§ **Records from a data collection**
────────────────

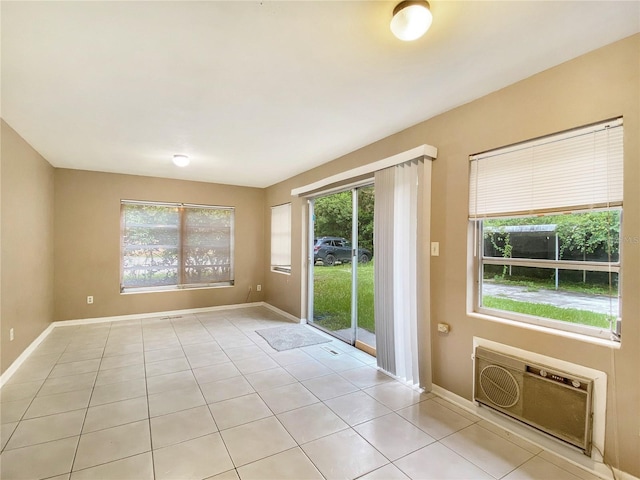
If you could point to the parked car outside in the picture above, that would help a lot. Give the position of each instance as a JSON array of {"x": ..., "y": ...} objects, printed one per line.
[{"x": 330, "y": 250}]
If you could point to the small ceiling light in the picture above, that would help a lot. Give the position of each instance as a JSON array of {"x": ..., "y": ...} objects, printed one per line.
[
  {"x": 181, "y": 160},
  {"x": 411, "y": 19}
]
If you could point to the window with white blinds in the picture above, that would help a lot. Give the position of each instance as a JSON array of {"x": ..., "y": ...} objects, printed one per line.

────────────────

§ **SHORT TASK**
Copy out every line from the one containing "If you could point to the small" to the end of the material, adding 92 to each x and y coordinate value.

§ **SOLUTION FOR THIS EXERCISE**
If you could point to the small ceiling light in the picture above, that would help a lot. Give the position of each instance as a JSON array of {"x": ..., "y": ...} objects, printed one per line.
[
  {"x": 273, "y": 252},
  {"x": 503, "y": 111}
]
If you could point to the window with white blinds in the picture above, that would help a lot. Give the position of each instance as a JSON array of {"x": ..., "y": ...} objects, printed one per line.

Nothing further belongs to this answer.